Task goal
Keep images out and repeat all data exactly.

Provided records
--*--

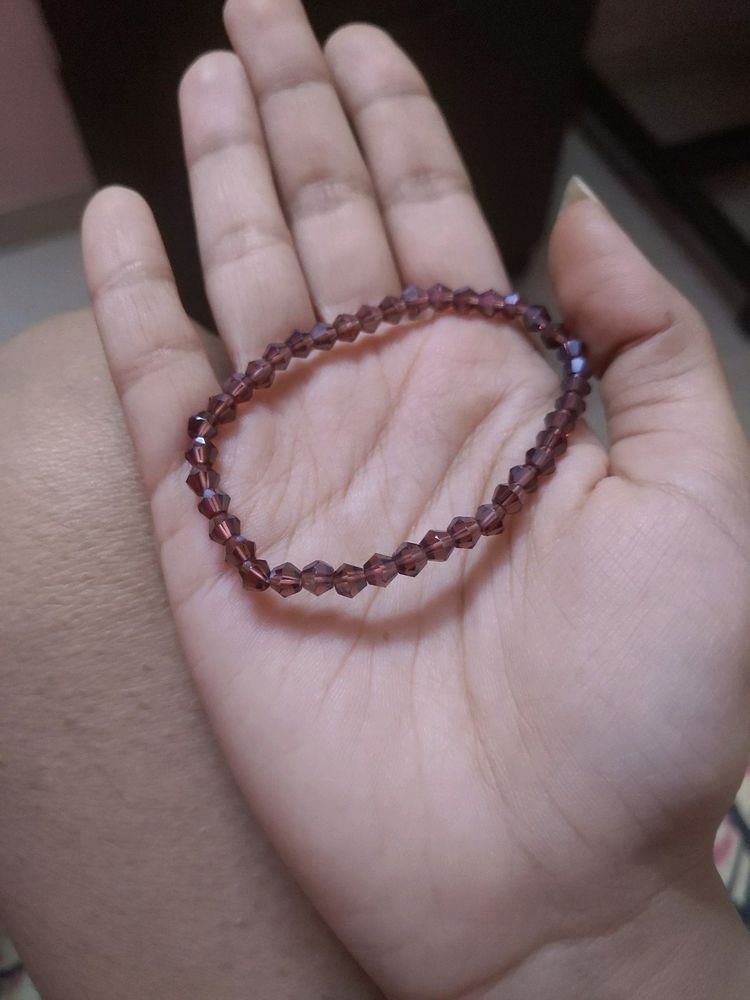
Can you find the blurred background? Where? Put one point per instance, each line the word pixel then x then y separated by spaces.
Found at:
pixel 647 100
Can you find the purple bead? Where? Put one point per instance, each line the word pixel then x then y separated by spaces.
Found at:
pixel 571 401
pixel 542 459
pixel 324 336
pixel 256 574
pixel 349 580
pixel 465 532
pixel 212 503
pixel 554 335
pixel 464 300
pixel 223 406
pixel 347 327
pixel 393 309
pixel 490 519
pixel 490 303
pixel 554 439
pixel 576 383
pixel 202 425
pixel 199 480
pixel 525 476
pixel 370 318
pixel 299 343
pixel 536 318
pixel 278 356
pixel 222 527
pixel 285 579
pixel 238 387
pixel 202 454
pixel 508 498
pixel 410 559
pixel 415 299
pixel 380 570
pixel 437 545
pixel 260 374
pixel 513 305
pixel 440 297
pixel 238 550
pixel 317 577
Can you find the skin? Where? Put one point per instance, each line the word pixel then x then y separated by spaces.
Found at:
pixel 129 864
pixel 500 780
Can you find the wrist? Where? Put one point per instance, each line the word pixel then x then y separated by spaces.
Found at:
pixel 686 942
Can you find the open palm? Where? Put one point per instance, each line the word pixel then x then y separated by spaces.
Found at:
pixel 449 765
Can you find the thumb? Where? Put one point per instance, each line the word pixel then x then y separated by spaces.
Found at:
pixel 669 414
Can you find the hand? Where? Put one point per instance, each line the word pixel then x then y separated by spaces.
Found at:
pixel 533 743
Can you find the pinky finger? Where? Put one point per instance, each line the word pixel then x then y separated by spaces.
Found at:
pixel 155 356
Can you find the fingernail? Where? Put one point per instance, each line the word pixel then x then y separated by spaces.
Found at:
pixel 576 190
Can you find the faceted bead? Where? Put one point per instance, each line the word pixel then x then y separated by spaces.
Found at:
pixel 202 453
pixel 255 574
pixel 238 550
pixel 286 579
pixel 410 559
pixel 571 348
pixel 260 374
pixel 222 527
pixel 542 459
pixel 576 383
pixel 536 318
pixel 415 299
pixel 577 366
pixel 349 580
pixel 525 476
pixel 238 387
pixel 347 327
pixel 565 420
pixel 440 297
pixel 380 570
pixel 278 356
pixel 223 406
pixel 202 479
pixel 465 532
pixel 464 300
pixel 508 498
pixel 299 343
pixel 554 335
pixel 490 519
pixel 571 401
pixel 324 336
pixel 370 318
pixel 393 309
pixel 490 302
pixel 554 439
pixel 202 425
pixel 513 305
pixel 437 545
pixel 212 503
pixel 317 577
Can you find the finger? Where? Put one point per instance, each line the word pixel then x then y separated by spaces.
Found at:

--*--

Written reply
Can you find the blurred background? Where? Put one point per instance, each line the word pixel then x then y separated by spaces.
Found at:
pixel 647 100
Can you find the purple bead? Where? Put one point per instance, each line the word pixel then x then y separated by spaces.
Found at:
pixel 571 401
pixel 542 459
pixel 324 336
pixel 256 574
pixel 349 580
pixel 465 532
pixel 212 503
pixel 554 335
pixel 464 300
pixel 223 406
pixel 347 327
pixel 393 309
pixel 490 519
pixel 490 303
pixel 554 439
pixel 576 383
pixel 202 425
pixel 199 480
pixel 525 476
pixel 370 318
pixel 299 343
pixel 536 318
pixel 278 356
pixel 222 527
pixel 285 579
pixel 238 387
pixel 202 454
pixel 508 498
pixel 410 559
pixel 415 299
pixel 380 570
pixel 437 545
pixel 260 374
pixel 513 305
pixel 440 297
pixel 238 550
pixel 317 577
Can you find the skin? Where? Put one point per instance, each line the word pixel then x then y separated by spaces.
Found at:
pixel 129 864
pixel 500 780
Can you find the wrist? Where? Put one point per instance, each line the word pixel then x then y separated by spaces.
Found at:
pixel 686 942
Can you find the open palm? Where? Put one point per instance, each line the word pixel then x then y separated by spaces.
Found at:
pixel 449 765
Can you find the thumb? Where? Put one point per instance, each line the word pixel then x then y separated by spaces.
Found at:
pixel 669 414
Can you find the hand? Where? Put one point per instance, each line the word pixel then x then y separated by spaces.
Found at:
pixel 533 743
Can you find the pinky finger? Where? Put one point per instance, each line the word pixel then x then y separated by spaces.
Found at:
pixel 155 356
Can you find the fingernail? Where? Put one point per instance, each line the word pixel then x then y separated by spaces.
Found at:
pixel 576 190
Can you find the faceted bead? Where? Put one point per instance, each line the word pixel then x then y separated by spaces.
Found at:
pixel 202 453
pixel 255 574
pixel 238 550
pixel 286 579
pixel 410 559
pixel 571 348
pixel 260 374
pixel 222 527
pixel 542 459
pixel 576 383
pixel 536 318
pixel 415 299
pixel 577 366
pixel 349 580
pixel 525 476
pixel 238 387
pixel 347 327
pixel 565 420
pixel 440 297
pixel 380 570
pixel 278 356
pixel 223 406
pixel 202 479
pixel 465 532
pixel 464 300
pixel 508 498
pixel 299 343
pixel 554 335
pixel 490 519
pixel 571 401
pixel 324 336
pixel 370 318
pixel 393 309
pixel 490 302
pixel 554 439
pixel 202 425
pixel 513 305
pixel 437 545
pixel 212 503
pixel 317 577
Can you find the finger? Where? Put one point per instance, each line the word pixel then x then y separated by spaces.
Found at:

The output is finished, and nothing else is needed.